Convert the material below into a JSON array of strings with one string per line, leaving out any blank lines.

:: Supplied records ::
= = = = =
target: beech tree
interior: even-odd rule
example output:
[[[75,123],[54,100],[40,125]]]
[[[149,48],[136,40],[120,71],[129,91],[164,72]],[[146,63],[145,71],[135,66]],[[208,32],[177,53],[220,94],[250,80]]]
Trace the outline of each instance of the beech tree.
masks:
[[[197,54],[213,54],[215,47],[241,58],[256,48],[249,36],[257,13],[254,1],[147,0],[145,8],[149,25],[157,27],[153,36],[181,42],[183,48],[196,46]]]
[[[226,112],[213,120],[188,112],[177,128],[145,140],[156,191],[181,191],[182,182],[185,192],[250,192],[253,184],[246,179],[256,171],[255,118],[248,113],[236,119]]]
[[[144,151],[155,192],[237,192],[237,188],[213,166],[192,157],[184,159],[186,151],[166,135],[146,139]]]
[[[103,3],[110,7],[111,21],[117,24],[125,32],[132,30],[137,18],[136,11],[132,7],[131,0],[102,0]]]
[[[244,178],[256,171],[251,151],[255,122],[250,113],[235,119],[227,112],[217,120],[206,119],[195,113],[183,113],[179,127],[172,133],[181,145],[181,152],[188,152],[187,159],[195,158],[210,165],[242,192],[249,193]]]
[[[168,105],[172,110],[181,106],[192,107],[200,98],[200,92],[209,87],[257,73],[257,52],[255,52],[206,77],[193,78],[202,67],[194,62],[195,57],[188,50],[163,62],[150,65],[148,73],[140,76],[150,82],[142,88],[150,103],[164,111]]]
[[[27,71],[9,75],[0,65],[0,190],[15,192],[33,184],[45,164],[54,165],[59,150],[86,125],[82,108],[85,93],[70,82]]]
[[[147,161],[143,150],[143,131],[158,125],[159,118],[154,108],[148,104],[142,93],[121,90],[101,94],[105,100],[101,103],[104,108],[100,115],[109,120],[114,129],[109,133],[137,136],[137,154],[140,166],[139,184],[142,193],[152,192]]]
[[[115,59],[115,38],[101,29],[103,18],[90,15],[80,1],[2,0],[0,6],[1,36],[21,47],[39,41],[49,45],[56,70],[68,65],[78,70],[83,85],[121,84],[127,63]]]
= = = = =
:: Correct result ::
[
  "target: beech tree",
  "interior: even-odd rule",
  "example output:",
  "[[[75,123],[54,100],[40,125]]]",
  "[[[149,48],[136,40],[120,71],[129,91],[164,72]],[[146,63],[145,71],[135,66]],[[208,32],[177,53],[220,94],[250,80]]]",
  "Trace the outline of each instance of the beech tree.",
  "masks:",
  "[[[197,54],[213,54],[215,47],[241,58],[256,48],[249,36],[257,13],[254,1],[147,0],[145,8],[149,25],[157,27],[153,36],[181,42],[183,48],[196,46]]]",
  "[[[226,112],[213,120],[188,112],[177,128],[145,140],[156,191],[181,191],[182,182],[185,192],[250,192],[253,184],[246,179],[256,171],[255,118],[248,113],[236,119]]]",
  "[[[144,151],[155,192],[237,192],[237,188],[213,166],[192,157],[184,159],[186,151],[166,135],[146,139]]]",
  "[[[103,3],[110,7],[111,21],[117,24],[125,32],[132,30],[137,18],[136,11],[132,7],[131,0],[102,0]]]",
  "[[[244,178],[256,171],[251,151],[255,122],[250,113],[235,119],[227,112],[217,120],[206,119],[195,113],[183,113],[179,127],[172,133],[181,145],[181,152],[188,152],[187,159],[195,158],[210,165],[242,192],[249,193]]]",
  "[[[168,105],[172,110],[181,106],[192,107],[200,98],[200,92],[209,87],[257,73],[257,52],[255,52],[206,77],[193,78],[202,67],[194,62],[195,57],[188,50],[163,62],[150,65],[148,73],[140,76],[150,82],[142,88],[150,103],[164,111]]]",
  "[[[27,71],[9,75],[0,65],[0,190],[15,192],[33,184],[45,164],[54,165],[59,150],[86,125],[82,108],[85,93],[70,82]]]",
  "[[[147,161],[143,150],[143,131],[158,125],[159,118],[154,108],[148,104],[142,93],[121,90],[101,94],[105,100],[101,103],[104,108],[100,115],[109,120],[114,129],[109,133],[137,136],[137,154],[140,166],[139,184],[142,193],[152,192]]]",
  "[[[115,59],[115,38],[101,29],[103,18],[90,15],[80,1],[2,0],[0,6],[1,36],[21,47],[39,41],[49,45],[56,70],[68,65],[78,70],[83,85],[121,84],[127,63]]]"
]